# start of DATA SHOWN

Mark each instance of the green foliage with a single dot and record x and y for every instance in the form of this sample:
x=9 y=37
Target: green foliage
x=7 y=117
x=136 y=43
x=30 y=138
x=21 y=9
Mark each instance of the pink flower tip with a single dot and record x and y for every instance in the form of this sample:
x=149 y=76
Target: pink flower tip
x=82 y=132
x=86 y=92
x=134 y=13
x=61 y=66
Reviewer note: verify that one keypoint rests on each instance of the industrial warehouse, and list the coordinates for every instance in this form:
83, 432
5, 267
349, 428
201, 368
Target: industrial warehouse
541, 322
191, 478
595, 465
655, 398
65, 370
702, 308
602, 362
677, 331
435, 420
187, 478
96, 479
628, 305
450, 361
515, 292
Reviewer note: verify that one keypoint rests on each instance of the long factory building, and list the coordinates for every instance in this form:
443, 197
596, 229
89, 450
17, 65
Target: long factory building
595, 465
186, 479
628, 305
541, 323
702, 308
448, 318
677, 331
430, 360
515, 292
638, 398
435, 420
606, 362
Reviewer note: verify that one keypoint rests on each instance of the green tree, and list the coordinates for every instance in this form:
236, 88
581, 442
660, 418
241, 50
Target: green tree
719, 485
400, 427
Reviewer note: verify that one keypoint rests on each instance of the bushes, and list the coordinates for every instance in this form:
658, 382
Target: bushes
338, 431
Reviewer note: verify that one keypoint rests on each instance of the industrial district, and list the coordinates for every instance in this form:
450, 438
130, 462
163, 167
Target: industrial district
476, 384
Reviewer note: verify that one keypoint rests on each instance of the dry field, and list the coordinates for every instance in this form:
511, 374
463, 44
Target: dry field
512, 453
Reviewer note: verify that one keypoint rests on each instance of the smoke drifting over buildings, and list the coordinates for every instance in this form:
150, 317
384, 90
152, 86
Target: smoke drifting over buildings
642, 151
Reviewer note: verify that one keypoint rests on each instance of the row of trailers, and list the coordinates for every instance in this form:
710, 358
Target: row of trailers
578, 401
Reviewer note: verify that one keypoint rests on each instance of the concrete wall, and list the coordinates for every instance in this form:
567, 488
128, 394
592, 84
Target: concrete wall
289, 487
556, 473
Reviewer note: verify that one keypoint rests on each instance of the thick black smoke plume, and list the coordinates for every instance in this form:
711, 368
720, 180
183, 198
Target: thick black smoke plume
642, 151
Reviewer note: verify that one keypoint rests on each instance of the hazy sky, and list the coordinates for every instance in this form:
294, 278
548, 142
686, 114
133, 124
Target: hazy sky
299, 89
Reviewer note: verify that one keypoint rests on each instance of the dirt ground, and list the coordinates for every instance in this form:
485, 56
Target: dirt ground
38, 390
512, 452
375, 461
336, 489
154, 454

# end of DATA SHOWN

### GIVEN REQUEST
Retype only the lines running from the line with "of the concrete" to the end of the listing, including both of those lines.

### SOLVED PROBLEM
Reviewer note: verify that one keypoint rests on each instance of the concrete wall, and list the coordinates for every instance in this form:
567, 488
128, 394
592, 84
Target: concrete wall
289, 487
556, 473
Reviewer note: verify that one keypoint rests on each instance of the thick black smoke plume, and list the coordinates for every instance in this form:
711, 368
720, 180
183, 198
Target: thick black smoke plume
642, 151
Reviewer note: verify that one keypoint rests on each instance of the hazy sky, and list the coordinates for every instance in this form:
294, 278
548, 142
686, 114
133, 124
Target: hazy sky
299, 89
Reviewer note: verify that one keypoint rests on each instance of the dirt ground, and list the coordinates for every instance in this form:
485, 56
Target: dirt ground
38, 390
512, 452
375, 461
336, 489
154, 454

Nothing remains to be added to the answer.